### [PROBLEM DESCRIPTION]
Beginning with the line where "plant in this photo." appears, restate the lines word for word through the last one in the listing.

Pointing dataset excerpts
============================================================
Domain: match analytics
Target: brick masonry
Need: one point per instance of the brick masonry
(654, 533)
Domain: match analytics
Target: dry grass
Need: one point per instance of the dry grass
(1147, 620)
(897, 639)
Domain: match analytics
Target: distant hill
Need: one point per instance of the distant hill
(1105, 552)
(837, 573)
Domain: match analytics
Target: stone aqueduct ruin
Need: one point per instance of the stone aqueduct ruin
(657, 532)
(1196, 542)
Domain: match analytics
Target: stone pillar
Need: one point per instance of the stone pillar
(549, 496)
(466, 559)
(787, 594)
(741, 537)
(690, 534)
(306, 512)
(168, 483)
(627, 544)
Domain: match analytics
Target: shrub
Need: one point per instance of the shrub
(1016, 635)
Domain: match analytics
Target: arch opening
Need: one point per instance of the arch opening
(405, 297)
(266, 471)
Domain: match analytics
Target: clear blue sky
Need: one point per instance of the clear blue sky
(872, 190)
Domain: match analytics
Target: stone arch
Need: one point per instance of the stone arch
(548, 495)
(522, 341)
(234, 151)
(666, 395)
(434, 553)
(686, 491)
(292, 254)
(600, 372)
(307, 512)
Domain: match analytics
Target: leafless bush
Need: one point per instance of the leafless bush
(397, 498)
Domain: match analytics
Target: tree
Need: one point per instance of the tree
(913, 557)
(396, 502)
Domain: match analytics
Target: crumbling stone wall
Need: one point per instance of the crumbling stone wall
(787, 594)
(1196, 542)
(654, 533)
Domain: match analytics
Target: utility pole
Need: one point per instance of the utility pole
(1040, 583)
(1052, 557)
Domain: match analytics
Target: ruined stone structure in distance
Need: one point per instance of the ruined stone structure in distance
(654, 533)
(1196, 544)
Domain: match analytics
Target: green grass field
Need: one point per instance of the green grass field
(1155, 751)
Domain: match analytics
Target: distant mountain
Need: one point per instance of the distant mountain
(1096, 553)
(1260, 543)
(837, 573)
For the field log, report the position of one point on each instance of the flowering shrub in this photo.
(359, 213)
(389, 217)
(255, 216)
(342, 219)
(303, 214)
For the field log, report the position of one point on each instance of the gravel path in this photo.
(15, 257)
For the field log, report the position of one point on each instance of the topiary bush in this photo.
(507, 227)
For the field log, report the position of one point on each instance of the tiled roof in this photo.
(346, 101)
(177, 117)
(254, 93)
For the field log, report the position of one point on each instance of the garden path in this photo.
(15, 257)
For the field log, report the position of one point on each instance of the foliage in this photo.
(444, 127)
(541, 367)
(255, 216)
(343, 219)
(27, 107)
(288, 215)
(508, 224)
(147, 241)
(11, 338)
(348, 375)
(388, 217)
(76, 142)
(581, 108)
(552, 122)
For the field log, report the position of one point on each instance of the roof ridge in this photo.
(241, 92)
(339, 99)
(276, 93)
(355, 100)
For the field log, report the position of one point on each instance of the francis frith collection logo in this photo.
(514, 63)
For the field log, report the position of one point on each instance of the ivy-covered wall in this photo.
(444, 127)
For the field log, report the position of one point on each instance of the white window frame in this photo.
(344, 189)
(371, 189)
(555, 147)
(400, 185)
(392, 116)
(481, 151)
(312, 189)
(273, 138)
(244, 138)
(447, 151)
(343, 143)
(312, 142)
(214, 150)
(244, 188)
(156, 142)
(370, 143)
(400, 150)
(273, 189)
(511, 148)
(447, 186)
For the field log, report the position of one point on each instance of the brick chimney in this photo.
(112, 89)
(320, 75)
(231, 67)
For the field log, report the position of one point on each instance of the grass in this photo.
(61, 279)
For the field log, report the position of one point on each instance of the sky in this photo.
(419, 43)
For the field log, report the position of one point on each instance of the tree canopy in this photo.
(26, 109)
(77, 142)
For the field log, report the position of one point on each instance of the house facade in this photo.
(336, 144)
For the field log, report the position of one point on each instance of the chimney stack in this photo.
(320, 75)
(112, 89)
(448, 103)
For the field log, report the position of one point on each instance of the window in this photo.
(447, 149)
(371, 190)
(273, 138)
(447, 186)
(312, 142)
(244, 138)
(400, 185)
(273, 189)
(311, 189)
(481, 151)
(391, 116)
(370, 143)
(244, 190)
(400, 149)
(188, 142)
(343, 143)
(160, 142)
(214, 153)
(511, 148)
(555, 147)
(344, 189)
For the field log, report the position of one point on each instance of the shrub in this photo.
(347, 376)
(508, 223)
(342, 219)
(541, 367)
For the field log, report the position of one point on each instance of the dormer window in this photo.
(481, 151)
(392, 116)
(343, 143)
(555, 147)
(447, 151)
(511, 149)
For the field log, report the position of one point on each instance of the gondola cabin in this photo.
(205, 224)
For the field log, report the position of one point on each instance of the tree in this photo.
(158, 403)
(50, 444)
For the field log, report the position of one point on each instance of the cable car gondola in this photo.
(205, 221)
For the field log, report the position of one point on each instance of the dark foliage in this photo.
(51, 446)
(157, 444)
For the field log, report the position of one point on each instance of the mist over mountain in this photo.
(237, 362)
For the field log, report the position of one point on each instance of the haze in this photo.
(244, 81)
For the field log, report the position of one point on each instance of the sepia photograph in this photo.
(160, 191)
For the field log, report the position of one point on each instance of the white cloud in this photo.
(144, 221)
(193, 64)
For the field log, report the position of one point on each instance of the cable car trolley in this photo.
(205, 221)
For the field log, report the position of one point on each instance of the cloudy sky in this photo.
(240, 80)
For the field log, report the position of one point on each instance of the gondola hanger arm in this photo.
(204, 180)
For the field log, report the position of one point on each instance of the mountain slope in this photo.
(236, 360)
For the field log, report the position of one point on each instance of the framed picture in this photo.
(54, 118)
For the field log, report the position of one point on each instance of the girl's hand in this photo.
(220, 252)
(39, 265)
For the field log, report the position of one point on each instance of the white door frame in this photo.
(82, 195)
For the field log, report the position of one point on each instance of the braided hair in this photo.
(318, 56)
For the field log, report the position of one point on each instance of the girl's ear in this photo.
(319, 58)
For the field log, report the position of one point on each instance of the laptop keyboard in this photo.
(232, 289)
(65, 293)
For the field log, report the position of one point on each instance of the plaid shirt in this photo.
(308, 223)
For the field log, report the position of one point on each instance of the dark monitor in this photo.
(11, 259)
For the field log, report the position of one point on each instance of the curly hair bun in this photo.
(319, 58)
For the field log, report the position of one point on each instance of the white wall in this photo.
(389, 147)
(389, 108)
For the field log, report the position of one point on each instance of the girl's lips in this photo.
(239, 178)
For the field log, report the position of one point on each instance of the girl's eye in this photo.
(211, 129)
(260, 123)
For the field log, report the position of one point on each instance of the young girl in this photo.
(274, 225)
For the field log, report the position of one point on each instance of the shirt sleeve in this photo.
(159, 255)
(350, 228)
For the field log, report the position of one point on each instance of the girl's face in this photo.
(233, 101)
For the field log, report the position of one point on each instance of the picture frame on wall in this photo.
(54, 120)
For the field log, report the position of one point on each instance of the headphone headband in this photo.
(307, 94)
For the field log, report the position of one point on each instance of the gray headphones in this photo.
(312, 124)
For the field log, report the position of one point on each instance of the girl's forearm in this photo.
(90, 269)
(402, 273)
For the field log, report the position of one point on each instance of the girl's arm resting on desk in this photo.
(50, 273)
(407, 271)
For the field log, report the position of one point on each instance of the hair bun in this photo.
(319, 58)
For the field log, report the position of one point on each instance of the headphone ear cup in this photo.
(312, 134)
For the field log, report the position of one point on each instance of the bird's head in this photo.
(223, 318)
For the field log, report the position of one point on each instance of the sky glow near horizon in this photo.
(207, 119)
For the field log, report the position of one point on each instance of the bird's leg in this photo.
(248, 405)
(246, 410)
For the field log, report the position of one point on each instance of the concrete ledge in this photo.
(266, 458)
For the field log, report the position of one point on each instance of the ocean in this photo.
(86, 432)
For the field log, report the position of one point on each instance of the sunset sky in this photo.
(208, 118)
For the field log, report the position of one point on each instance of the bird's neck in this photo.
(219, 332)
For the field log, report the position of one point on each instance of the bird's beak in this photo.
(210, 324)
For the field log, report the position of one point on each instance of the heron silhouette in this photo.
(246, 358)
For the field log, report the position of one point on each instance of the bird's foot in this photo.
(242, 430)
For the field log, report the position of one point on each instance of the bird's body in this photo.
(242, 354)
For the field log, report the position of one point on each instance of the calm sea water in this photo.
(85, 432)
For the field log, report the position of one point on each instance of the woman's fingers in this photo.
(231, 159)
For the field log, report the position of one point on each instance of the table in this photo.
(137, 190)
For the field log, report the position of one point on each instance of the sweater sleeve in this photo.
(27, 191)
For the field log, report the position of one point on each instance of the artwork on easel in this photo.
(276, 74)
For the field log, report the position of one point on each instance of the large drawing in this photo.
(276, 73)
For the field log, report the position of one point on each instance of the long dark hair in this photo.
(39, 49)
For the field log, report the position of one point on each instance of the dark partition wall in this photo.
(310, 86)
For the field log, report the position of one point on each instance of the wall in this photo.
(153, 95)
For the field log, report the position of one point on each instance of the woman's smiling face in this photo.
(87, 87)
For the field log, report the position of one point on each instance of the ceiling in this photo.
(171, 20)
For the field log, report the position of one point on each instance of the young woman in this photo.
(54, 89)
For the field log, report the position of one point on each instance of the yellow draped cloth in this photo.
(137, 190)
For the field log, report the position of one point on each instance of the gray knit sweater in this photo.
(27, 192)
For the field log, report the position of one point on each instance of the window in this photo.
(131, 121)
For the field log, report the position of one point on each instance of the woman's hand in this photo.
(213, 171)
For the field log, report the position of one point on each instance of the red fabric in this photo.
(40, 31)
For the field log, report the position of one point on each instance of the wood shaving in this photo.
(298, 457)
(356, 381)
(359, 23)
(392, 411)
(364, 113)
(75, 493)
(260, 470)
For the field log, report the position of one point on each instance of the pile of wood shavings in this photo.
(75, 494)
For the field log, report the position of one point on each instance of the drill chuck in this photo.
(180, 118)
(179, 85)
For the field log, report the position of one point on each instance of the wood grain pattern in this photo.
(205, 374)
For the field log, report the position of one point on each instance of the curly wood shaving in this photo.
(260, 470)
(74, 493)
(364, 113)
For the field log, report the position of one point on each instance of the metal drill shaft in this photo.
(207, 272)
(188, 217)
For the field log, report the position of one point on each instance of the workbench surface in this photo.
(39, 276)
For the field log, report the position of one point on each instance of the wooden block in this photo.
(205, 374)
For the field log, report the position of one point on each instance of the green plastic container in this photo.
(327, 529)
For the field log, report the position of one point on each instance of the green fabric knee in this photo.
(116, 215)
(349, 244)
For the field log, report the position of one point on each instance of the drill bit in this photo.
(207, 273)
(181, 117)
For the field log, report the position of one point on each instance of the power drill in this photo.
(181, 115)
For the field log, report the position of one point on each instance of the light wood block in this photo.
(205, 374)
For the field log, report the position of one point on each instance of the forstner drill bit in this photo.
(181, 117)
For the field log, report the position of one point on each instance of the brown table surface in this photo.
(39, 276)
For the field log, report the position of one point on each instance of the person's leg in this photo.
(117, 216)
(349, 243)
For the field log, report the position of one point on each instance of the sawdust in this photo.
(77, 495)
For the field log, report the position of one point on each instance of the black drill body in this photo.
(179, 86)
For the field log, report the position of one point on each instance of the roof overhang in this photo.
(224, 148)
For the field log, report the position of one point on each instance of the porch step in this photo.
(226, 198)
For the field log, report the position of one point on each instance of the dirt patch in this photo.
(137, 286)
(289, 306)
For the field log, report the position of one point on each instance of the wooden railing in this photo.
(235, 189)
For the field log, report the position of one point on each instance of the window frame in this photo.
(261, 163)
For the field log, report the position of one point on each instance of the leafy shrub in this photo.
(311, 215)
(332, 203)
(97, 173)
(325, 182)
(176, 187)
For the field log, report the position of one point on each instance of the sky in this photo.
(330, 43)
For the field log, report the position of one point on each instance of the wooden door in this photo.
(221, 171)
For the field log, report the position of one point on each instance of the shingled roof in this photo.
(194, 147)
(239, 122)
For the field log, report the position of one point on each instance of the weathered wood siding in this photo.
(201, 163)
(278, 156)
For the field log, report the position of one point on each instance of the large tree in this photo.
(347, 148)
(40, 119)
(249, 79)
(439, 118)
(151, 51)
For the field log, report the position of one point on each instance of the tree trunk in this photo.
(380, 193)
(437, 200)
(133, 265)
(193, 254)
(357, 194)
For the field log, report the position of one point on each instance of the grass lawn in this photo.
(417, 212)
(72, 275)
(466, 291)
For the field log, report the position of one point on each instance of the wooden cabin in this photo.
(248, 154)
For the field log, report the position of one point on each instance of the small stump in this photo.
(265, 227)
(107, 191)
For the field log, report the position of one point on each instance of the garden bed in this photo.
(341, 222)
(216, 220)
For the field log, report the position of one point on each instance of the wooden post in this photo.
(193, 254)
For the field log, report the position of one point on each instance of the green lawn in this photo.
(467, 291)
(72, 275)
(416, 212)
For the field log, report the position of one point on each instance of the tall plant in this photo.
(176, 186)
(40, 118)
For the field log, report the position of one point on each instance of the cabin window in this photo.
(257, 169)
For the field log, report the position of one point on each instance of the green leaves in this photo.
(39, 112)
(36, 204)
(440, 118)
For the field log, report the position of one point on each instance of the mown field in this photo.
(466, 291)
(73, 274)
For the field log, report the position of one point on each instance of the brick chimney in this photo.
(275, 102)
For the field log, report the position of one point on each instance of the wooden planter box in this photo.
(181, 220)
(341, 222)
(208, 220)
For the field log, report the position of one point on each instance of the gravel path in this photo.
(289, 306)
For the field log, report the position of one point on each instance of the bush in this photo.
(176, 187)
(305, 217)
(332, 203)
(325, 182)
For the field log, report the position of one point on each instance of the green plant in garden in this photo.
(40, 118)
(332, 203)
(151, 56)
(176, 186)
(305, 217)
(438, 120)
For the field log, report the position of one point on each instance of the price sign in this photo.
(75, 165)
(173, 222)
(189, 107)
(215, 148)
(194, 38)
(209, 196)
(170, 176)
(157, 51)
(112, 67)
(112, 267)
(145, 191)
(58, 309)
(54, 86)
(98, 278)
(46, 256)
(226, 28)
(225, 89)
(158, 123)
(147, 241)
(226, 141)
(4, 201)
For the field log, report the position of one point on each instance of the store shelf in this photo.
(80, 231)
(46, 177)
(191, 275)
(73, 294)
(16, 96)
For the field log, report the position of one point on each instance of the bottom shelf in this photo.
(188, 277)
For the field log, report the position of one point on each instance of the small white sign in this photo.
============================================================
### [RESULT OF THE EXERCISE]
For the field log, report the position of one point on each instance of the tall plant in this photo.
(176, 186)
(40, 118)
For the field log, report the position of one point on each instance of the cabin window in this photo.
(257, 169)
For the field log, report the position of one point on each instance of the green leaves in this photo.
(39, 112)
(36, 204)
(440, 118)
For the field log, report the position of one point on each instance of the mown field in this photo.
(466, 291)
(73, 274)
For the field log, report the position of one point on each instance of the brick chimney in this photo.
(275, 102)
For the field log, report the position of one point on each instance of the wooden planter box in this photo.
(181, 220)
(341, 222)
(208, 220)
For the field log, report the position of one point on each instance of the gravel path in this photo.
(289, 306)
For the field log, report the position of one point on each instance of the bush in this photo.
(176, 187)
(305, 217)
(332, 203)
(325, 182)
For the field log, report the position of one point on each instance of the green plant in garden in this photo.
(40, 118)
(332, 203)
(151, 56)
(176, 186)
(305, 217)
(438, 120)
For the field log, report the position of one point on each instance of the price sign in this photo.
(75, 165)
(173, 222)
(189, 107)
(215, 148)
(194, 38)
(209, 196)
(170, 176)
(157, 51)
(112, 67)
(112, 267)
(145, 191)
(58, 309)
(54, 86)
(98, 278)
(46, 256)
(226, 28)
(225, 89)
(158, 123)
(147, 241)
(226, 141)
(4, 201)
For the field log, report the position of one point on each instance of the store shelf in this photo.
(80, 231)
(46, 177)
(191, 275)
(73, 294)
(16, 96)
For the field log, report the position of one point on each instance of the bottom shelf in this photo.
(188, 277)
For the field log, report the position of one point on each instance of the small white sign in this photo.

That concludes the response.